_WHAT IS NEEDED_
Each record is to be given again precisely as written.

Dataset entries:
====================

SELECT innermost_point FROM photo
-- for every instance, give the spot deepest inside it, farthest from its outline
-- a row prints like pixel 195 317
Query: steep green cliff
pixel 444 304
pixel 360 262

====================

_EXERCISE ANSWER_
SELECT innermost_point FROM photo
-- for every instance, give the spot deepest inside it, farthest from its outline
-- a row prints like pixel 195 317
Query: steep green cliff
pixel 444 304
pixel 360 262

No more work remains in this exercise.